What you should do: Please locate each line in the data below that contains the word "road", and copy those lines out in full.
━━ Material provided
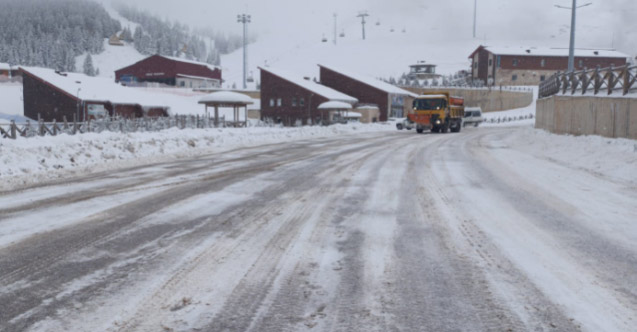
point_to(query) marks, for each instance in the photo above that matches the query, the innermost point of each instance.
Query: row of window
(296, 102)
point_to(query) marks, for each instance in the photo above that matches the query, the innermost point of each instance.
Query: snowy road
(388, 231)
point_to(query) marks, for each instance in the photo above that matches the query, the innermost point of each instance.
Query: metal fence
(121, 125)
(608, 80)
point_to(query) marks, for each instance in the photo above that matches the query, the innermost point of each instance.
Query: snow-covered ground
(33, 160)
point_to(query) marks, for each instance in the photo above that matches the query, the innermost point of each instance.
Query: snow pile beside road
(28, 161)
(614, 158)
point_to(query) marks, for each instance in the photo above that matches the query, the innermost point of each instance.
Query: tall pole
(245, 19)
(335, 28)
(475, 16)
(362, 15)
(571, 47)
━━━━
━━ Material provided
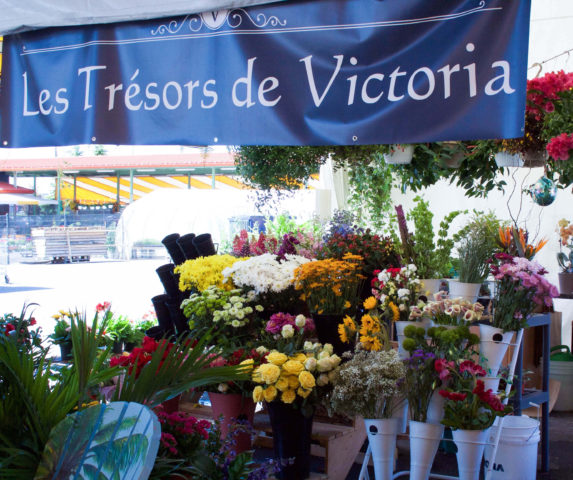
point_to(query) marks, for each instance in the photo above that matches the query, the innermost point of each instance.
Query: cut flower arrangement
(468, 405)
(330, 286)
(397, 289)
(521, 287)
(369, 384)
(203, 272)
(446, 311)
━━━━
Task result:
Query: snowy road
Query: snow pile beside road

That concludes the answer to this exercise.